**What to do**
Give all the records again, with no alterations.

--- START ---

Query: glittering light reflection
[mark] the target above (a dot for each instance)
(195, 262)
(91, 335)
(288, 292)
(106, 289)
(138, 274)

--- END ---

**Expected answer**
Query: glittering light reflection
[mark] the target above (a dot for each instance)
(195, 262)
(91, 335)
(288, 292)
(106, 289)
(138, 274)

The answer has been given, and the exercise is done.